Activities ▸
• A. Translate this sentence from the text on the tsunami in India into Spanish: "Stock markets have not been significantly affected by the disaster."
• B. From the text on the tsunami in India, copy word for word the passage between "India has raised" and "relief fund alone.", inclusive.

Reading passage ▸
__________

India has raised the cost of the tsunami to $1.6bn on its mainland alone, with reports of another $600m on the Andaman and Nicobar Islands.
The federal government has set $113m for immediate relief
Compensation payouts are expected to top one billion rupees ($22.8m).
Indians have donated more than three billion rupees into the Prime Minister's relief fund alone.
The death toll in India was raised on Friday to 9,995, with another 5,689 missing - 5,592 of those in the Andaman and Nicobar Islands.
India's federal government has set aside $113m for relief operations to add to the donations and other funds from NGOs and the states.
India's economy recorded growth of 8.2% last year with up to 6.5% expected this year.
Analysts believe the tsunami will not slow that significantly and that the economy is strong enough to cope.
Economic analyst Saumitra Chowdhary told the AFP news agency: "We have come a long way since the time when India would always stand with a begging bowl in hand when a natural calamity would strike."
Stock markets have not been significantly affected by the disaster.
India raised its death toll on Friday but officials fear most of those who survived have now been found and that the missing, particularly on the Andaman and Nicobar Islands, should be presumed dead.
INDIA OFFICIAL TOLL
Tamil Nadu - 7,941
Pondicherry - 583
Kerala - 170
Andhra Pradesh - 105
Andaman Islands - 1,196
Missing: Andamans 5,592; Elsewhere 97
Source: Home ministry
India sent in commandos on Friday to the primitive Campbell Bay island to try to contact the Shompen tribe which has not been seen since the tsunami.
The Shompens number around 400 and have little contact with the outside world.
Lt Gen BS Thakur said: "We are winching down the commandos wherever smoke is rising from the forests... sadly contact with the Shompens has not been possible."
Elsewhere in the Andamans, one island had a miraculous escape when a local used knowledge of tsunamis gained from watching National Geographic TV programmes to save hundreds of people.

__________

Provided material ▸
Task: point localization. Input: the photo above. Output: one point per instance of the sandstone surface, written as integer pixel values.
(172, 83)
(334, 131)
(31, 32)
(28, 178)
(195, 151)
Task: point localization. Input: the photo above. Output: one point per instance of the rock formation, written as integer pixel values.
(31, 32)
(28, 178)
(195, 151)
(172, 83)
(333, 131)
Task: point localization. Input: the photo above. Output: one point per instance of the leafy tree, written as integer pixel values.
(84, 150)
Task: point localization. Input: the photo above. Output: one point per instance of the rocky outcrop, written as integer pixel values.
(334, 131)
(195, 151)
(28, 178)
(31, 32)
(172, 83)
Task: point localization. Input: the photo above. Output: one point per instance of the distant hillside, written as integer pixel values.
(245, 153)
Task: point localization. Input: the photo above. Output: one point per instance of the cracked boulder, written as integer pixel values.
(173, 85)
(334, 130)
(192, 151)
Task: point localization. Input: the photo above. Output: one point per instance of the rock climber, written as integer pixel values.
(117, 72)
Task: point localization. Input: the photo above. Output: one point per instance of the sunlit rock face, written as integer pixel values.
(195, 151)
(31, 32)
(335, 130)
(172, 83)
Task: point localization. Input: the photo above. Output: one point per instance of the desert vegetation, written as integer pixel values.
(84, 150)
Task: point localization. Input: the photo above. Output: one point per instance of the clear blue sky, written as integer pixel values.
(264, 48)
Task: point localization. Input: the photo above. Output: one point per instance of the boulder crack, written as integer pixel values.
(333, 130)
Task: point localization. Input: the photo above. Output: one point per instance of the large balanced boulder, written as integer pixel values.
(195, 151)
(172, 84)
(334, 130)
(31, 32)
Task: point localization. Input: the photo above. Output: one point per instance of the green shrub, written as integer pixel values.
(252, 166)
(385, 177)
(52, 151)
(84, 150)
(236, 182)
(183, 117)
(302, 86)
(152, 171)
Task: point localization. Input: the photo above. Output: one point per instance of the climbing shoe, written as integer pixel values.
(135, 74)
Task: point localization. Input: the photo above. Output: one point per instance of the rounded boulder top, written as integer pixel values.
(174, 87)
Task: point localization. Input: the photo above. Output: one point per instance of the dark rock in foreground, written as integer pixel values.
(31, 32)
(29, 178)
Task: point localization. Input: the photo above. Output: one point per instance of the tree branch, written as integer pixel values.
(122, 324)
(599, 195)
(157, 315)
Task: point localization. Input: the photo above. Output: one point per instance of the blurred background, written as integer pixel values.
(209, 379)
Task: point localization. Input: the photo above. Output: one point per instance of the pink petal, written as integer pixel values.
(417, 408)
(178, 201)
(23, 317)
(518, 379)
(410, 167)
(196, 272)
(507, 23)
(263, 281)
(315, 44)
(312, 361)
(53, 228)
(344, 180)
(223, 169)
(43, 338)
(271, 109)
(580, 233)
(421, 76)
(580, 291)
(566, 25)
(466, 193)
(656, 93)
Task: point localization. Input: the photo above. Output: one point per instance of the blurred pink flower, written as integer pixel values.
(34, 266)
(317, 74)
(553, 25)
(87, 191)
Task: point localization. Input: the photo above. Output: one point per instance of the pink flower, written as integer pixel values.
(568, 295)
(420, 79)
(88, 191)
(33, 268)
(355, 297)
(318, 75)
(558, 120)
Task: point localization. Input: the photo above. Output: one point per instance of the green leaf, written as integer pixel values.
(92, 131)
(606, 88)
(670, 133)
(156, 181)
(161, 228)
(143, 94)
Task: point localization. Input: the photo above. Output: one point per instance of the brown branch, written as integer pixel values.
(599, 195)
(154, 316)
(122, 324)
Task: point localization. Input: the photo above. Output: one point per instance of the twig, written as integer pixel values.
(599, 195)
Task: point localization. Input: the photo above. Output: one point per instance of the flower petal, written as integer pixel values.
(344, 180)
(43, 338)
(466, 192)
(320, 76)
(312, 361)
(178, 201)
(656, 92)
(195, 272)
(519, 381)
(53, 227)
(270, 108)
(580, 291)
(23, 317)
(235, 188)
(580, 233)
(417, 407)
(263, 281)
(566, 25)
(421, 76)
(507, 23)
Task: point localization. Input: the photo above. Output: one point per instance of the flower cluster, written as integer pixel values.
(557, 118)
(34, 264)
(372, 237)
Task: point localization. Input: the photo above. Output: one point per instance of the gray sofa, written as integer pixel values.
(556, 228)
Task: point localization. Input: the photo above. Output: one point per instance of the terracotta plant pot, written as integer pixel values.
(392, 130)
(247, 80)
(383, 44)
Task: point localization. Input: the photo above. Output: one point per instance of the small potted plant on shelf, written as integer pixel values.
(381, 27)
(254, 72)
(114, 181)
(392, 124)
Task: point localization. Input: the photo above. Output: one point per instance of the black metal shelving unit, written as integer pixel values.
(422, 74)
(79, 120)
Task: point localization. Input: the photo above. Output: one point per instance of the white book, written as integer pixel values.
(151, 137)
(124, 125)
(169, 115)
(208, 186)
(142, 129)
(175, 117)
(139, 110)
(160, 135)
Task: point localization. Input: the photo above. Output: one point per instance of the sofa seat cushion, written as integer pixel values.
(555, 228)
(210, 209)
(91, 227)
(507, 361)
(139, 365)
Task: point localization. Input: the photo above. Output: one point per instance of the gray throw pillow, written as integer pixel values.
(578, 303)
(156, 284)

__________

Outputs for the tasks ▸
• A. Los mercados bursátiles no se han visto afectados de manera significativa por el desastre.

• B.
India has raised the cost of the tsunami to $1.6bn on its mainland alone, with reports of another $600m on the Andaman and Nicobar Islands.
The federal government has set $113m for immediate relief
Compensation payouts are expected to top one billion rupees ($22.8m).
Indians have donated more than three billion rupees into the Prime Minister's relief fund alone.